Exercise: What is needed is a copy of each line in the listing below that contains "patio".

Data records:
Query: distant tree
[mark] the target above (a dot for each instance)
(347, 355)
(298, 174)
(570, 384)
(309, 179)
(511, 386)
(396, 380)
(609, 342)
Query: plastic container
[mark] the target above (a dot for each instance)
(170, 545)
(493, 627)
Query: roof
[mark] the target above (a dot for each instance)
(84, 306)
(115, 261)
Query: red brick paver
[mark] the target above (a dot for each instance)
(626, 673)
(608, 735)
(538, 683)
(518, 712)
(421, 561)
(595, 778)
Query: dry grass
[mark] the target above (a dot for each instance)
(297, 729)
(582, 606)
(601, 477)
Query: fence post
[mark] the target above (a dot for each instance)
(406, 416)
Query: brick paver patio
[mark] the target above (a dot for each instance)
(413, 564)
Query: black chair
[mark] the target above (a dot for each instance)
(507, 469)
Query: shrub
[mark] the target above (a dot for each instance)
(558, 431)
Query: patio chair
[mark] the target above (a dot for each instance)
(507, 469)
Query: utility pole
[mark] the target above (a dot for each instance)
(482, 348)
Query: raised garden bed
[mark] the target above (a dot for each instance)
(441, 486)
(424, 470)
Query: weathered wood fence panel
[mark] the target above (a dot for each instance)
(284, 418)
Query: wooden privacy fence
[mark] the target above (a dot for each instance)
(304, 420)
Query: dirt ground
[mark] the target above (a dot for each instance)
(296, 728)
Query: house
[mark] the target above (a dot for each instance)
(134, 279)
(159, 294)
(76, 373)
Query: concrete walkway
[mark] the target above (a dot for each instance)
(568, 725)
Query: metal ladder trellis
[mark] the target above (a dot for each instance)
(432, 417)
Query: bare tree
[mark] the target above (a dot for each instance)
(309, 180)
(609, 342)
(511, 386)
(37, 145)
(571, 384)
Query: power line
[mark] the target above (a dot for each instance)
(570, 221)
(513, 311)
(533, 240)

--

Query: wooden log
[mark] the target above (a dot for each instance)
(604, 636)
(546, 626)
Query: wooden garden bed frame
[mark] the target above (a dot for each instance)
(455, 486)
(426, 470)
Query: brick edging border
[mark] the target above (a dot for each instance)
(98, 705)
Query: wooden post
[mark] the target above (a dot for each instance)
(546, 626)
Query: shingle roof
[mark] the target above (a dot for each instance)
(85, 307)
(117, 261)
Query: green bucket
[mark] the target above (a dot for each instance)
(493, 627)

Answer box:
Query: brick paver patio
Query: patio chair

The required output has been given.